**ACTIONS TO TAKE**
1) Do the following statements agree with the article below on flooding after Tropical Storm Irene? Answer yes or no for each, quoting the deciding words of the article. (a) The July storms this year were more intense than Tropical Storm Irene. (b) Kathy Urffer is a river steward with the Connecticut River Conservancy. (c) According to Caduto, a summer rainstorm hitting hot rock cools the water.
2) Could you pick up the article below on flooding after Tropical Storm Irene at its last sentence and continue it?

**SOURCE EXCERPT**
Though the July storms that caused localized damage this year weren't as intense as Tropical Storm Irene 10 years ago, they still brought to mind the devastation the region woke up to on Aug. 28, 2011.

"With climate change, these storms will get worse and happen more often," Caduto said.

Some of the improvements were done around Guilford, Vt., to help mitigate future flooding.

"Irene was a wake-up call," said Kathy Urffer, a river steward with the Connecticut River Conservancy. "With climate change, it's really hard to predict what's going to happen when."

But what's not hard to predict, said John Bennett, associate director at the Windham Regional Commission, is the old way of doing things isn't sustainable.

"We've had these problems before Irene," he said.

What's needed, Bennett said, is "a holistic view of the rivers."

One example he cited is the use of riprap to armor river beds and river banks. Following Irene, there was "an over-enthusiastic application" of riprap in many stream channels in Southern Vermont.

"Folks put in lots of big rocks trying to stabilize stream bottoms," he said. "In many cases, they put in more than the stream could actually accommodate."

The result has been to force the problems farther downstream, Caduto said.

"It increases erosion where the rock starts and where it ends," she said. 

And, with increased temperatures due to climate change, the installation of riprap also has an unintended consequence that can be harmful to aquatic life, Caduto said.

"When a summer rainstorm hits hot rock it heats up the water," she said. "That certainly has a habitat impact for fish."

**Object location annotation data**
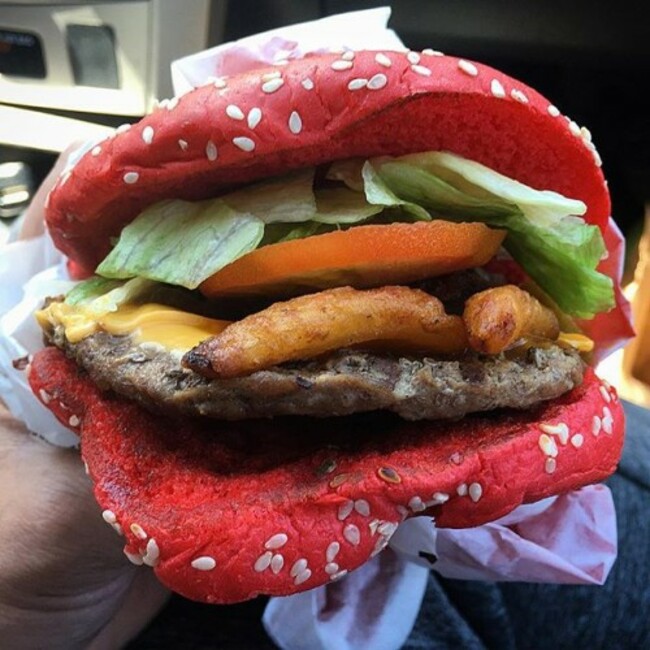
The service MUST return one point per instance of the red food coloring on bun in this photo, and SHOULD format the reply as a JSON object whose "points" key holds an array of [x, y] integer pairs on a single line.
{"points": [[316, 110], [223, 511]]}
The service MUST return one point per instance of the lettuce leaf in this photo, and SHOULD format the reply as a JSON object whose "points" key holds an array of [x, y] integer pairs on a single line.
{"points": [[553, 245], [182, 243]]}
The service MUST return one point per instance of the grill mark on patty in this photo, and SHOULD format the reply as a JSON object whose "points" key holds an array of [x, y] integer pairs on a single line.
{"points": [[342, 383]]}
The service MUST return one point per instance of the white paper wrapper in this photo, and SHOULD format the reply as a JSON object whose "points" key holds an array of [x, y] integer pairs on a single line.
{"points": [[518, 547]]}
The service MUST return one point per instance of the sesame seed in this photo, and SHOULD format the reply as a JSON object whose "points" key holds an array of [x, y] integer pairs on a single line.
{"points": [[607, 425], [377, 81], [326, 467], [211, 151], [547, 445], [387, 528], [421, 70], [416, 504], [298, 567], [339, 575], [109, 517], [577, 440], [468, 68], [475, 492], [402, 511], [331, 568], [272, 85], [362, 507], [234, 112], [295, 122], [383, 60], [352, 534], [598, 160], [203, 563], [254, 117], [138, 531], [561, 430], [134, 558], [244, 143], [438, 498], [345, 509], [152, 554], [332, 551], [389, 475], [341, 64], [263, 562], [147, 134], [497, 89], [596, 425], [302, 577], [276, 541], [338, 480], [357, 84], [519, 96], [277, 562]]}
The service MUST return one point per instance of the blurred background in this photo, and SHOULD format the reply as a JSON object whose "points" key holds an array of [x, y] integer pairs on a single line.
{"points": [[74, 69]]}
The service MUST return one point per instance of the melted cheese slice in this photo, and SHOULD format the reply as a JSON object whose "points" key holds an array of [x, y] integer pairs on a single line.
{"points": [[168, 327], [171, 328]]}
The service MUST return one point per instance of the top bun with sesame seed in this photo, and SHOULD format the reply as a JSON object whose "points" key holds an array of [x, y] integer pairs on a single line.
{"points": [[228, 503], [313, 111]]}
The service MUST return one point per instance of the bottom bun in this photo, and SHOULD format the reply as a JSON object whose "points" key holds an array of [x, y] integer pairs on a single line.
{"points": [[226, 511]]}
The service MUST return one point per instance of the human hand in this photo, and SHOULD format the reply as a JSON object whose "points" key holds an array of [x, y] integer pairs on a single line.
{"points": [[64, 580]]}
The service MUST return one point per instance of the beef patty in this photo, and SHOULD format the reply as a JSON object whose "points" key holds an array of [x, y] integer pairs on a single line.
{"points": [[345, 382]]}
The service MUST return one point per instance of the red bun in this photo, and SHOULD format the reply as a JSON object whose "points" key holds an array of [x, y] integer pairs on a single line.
{"points": [[316, 110], [224, 512]]}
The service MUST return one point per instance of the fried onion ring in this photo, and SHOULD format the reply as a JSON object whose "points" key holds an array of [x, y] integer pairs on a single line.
{"points": [[311, 325], [499, 317]]}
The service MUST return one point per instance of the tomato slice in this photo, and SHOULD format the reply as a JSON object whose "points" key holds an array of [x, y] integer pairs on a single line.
{"points": [[361, 257]]}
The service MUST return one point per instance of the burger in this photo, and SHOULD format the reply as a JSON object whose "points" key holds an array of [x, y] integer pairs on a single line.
{"points": [[319, 298]]}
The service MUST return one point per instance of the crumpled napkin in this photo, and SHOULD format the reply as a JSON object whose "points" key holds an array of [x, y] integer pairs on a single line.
{"points": [[565, 539], [376, 605]]}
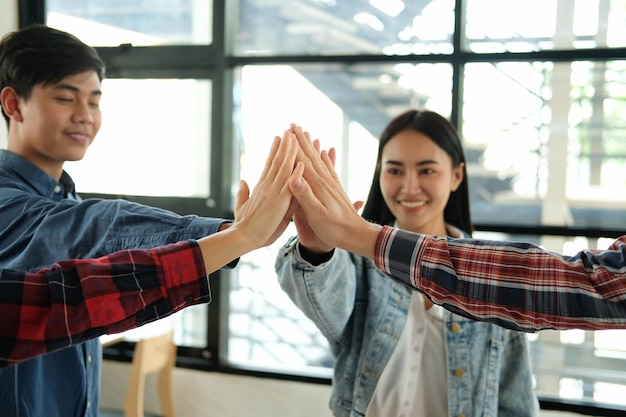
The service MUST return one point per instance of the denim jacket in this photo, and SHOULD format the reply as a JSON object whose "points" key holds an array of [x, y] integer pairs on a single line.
{"points": [[363, 330]]}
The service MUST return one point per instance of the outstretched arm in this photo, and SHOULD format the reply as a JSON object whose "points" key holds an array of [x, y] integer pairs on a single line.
{"points": [[77, 300], [516, 285]]}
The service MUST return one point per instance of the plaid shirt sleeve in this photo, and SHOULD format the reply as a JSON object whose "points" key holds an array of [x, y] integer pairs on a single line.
{"points": [[516, 285], [77, 300]]}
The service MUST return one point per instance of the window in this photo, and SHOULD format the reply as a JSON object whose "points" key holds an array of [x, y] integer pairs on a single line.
{"points": [[537, 97]]}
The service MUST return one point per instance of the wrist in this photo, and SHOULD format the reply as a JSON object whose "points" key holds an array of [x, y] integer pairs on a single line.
{"points": [[314, 257]]}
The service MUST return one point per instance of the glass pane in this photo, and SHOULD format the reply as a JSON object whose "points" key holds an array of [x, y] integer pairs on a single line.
{"points": [[147, 147], [515, 26], [137, 22], [547, 143], [346, 107], [304, 27]]}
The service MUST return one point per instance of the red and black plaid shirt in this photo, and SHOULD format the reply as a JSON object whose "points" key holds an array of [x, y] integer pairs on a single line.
{"points": [[77, 300], [513, 284]]}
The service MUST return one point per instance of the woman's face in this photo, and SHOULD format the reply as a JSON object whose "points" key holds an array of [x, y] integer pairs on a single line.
{"points": [[416, 180]]}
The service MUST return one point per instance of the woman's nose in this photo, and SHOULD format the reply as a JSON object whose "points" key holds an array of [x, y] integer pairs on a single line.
{"points": [[411, 183]]}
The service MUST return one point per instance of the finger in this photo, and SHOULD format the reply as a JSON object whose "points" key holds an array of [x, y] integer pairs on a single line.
{"points": [[243, 194], [283, 161], [270, 158]]}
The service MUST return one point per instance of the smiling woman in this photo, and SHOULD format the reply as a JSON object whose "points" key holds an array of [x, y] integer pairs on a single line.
{"points": [[409, 361]]}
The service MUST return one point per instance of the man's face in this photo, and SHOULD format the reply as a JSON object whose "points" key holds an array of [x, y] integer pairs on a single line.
{"points": [[58, 122]]}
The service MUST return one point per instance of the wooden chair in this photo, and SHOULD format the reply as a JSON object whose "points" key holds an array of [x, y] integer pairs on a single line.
{"points": [[152, 354]]}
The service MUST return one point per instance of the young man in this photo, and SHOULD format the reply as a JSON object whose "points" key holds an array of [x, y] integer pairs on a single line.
{"points": [[516, 285], [49, 91]]}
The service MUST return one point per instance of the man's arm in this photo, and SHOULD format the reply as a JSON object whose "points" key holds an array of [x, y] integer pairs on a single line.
{"points": [[516, 285], [77, 300]]}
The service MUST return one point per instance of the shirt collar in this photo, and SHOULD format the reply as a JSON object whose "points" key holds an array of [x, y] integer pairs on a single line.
{"points": [[35, 177]]}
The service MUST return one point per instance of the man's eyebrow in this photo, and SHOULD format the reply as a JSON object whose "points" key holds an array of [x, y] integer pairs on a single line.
{"points": [[75, 89]]}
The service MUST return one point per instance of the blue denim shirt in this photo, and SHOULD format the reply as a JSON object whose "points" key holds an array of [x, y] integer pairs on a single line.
{"points": [[43, 221], [362, 314]]}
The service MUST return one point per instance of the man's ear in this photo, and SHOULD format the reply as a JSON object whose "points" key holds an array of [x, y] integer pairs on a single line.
{"points": [[10, 103]]}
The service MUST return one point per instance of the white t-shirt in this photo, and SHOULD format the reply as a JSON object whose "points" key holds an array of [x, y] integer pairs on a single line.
{"points": [[414, 382]]}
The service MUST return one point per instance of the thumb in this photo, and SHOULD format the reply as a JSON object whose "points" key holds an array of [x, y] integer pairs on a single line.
{"points": [[243, 194], [300, 188]]}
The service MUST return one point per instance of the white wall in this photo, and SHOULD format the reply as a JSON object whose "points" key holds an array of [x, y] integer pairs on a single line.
{"points": [[201, 394], [8, 23]]}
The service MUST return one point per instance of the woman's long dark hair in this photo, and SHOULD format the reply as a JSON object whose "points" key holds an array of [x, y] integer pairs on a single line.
{"points": [[440, 131]]}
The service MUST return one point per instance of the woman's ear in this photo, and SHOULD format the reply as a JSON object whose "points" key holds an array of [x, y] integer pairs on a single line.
{"points": [[457, 176], [10, 103]]}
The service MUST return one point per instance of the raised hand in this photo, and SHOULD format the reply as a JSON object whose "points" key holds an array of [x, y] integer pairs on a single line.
{"points": [[265, 213], [306, 235], [329, 213]]}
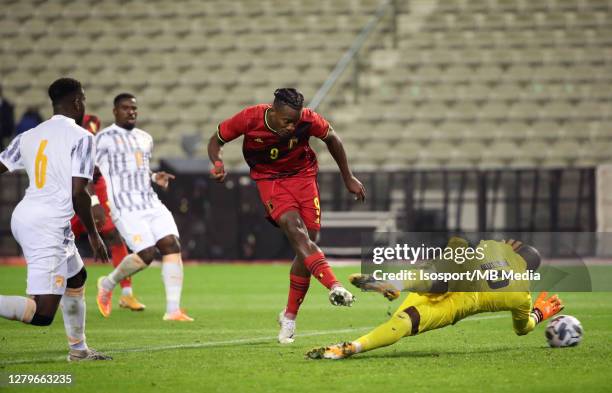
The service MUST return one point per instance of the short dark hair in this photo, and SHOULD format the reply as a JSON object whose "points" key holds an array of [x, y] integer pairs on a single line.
{"points": [[63, 88], [531, 256], [290, 97], [121, 97]]}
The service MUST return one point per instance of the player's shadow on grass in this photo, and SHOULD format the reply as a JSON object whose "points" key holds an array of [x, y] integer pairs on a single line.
{"points": [[430, 354]]}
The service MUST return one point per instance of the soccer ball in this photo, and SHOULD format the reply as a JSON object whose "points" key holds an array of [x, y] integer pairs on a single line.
{"points": [[563, 331]]}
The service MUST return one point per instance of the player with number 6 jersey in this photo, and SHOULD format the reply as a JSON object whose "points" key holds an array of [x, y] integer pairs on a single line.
{"points": [[276, 148], [147, 226], [58, 156]]}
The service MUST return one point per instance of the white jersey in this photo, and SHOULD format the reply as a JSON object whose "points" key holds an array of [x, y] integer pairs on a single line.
{"points": [[52, 154], [123, 157]]}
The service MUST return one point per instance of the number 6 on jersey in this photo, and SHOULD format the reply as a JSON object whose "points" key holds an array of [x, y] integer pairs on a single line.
{"points": [[40, 165]]}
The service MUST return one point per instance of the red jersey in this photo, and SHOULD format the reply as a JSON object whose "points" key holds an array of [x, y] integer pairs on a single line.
{"points": [[268, 155]]}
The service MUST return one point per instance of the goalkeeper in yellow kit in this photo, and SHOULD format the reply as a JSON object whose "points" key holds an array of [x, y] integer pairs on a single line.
{"points": [[435, 304]]}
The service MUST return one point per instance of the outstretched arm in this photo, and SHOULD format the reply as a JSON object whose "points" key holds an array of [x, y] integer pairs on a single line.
{"points": [[215, 154], [543, 308], [336, 149]]}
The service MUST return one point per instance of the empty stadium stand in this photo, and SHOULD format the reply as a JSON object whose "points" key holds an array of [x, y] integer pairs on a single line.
{"points": [[471, 83]]}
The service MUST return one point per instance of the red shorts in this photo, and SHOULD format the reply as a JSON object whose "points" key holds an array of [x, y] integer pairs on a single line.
{"points": [[292, 193], [77, 226]]}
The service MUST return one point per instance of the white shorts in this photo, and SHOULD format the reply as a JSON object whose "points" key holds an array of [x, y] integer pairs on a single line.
{"points": [[143, 229], [51, 255]]}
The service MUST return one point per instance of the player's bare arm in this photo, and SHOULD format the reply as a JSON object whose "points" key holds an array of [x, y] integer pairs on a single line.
{"points": [[336, 149], [215, 151], [162, 179], [96, 208], [81, 201]]}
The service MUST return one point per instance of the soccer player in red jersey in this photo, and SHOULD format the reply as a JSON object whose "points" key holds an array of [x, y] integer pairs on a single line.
{"points": [[284, 167], [105, 226]]}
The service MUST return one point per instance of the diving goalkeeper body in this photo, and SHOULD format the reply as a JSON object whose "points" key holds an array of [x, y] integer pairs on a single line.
{"points": [[433, 304]]}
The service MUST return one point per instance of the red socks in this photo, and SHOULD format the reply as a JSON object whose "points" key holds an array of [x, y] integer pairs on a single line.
{"points": [[119, 252], [298, 286], [318, 267]]}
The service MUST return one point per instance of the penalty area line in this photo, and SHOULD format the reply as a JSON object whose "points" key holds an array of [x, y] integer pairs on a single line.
{"points": [[223, 343]]}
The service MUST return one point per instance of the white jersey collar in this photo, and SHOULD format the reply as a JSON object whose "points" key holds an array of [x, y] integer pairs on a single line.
{"points": [[63, 117]]}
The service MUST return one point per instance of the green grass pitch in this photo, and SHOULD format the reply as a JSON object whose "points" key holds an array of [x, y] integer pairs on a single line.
{"points": [[231, 346]]}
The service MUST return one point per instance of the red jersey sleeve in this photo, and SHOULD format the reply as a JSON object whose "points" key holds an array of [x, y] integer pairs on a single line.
{"points": [[320, 127], [232, 128]]}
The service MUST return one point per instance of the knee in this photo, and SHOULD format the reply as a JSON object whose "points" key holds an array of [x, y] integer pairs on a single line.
{"points": [[147, 255], [169, 245], [41, 320], [78, 280]]}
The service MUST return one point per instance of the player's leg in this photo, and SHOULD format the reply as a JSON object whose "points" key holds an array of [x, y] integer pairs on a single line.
{"points": [[167, 236], [299, 282], [135, 228], [417, 314], [172, 276], [37, 310], [119, 252], [312, 257], [74, 312]]}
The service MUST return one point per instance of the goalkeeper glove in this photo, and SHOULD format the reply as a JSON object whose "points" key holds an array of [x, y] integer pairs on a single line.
{"points": [[545, 308]]}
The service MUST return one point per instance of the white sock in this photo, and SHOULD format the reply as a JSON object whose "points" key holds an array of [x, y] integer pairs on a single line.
{"points": [[73, 310], [17, 308], [172, 274], [126, 291], [130, 265]]}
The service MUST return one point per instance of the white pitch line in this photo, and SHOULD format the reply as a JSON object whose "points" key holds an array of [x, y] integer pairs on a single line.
{"points": [[253, 340]]}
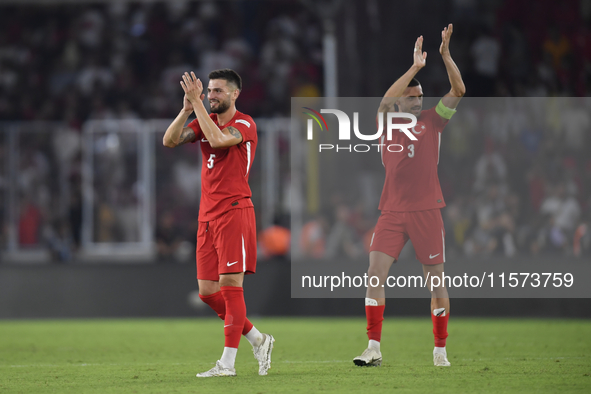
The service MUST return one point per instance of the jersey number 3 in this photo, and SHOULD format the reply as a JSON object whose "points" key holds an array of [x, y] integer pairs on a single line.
{"points": [[210, 161]]}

**WRITTEN ANSWERS**
1)
(a) No: "the July storms that caused localized damage this year weren't as intense as Tropical Storm Irene 10 years ago"
(b) Yes: "said Kathy Urffer, a river steward with the Connecticut River Conservancy"
(c) No: "When a summer rainstorm hits hot rock it heats up the water"

2)
Another practice that needs to end is river berming, Bennett said.

"Berms prohibit the streams from accessing the flood plains," he said, again pushing the problem downstream.


Those interviewed by the Reformer were quick to point out that though the fixes in the immediate aftermath of Irene weren't optimal, towns were doing their best to get back to some semblance of normal, and that included quick fixes to repair and reopen roads.

"People were doing the best they could in a particular moment in time without the information they needed," Urffer  said.

"Every town had multiple issues and the state wasn't able to keep up," said Ron Rhodes, the director of restoration programs for the Connecticut River Conservancy. 

"Along Route 9 we didn't have a lot of choice but to use riprap to get the road back open," Caduto said.

That meant going back in over the past 10 years and removing riprap and rebuilding along the river banks to prevent erosion. As an example, Rhodes pointed to work done in Adams Brook in East Dover.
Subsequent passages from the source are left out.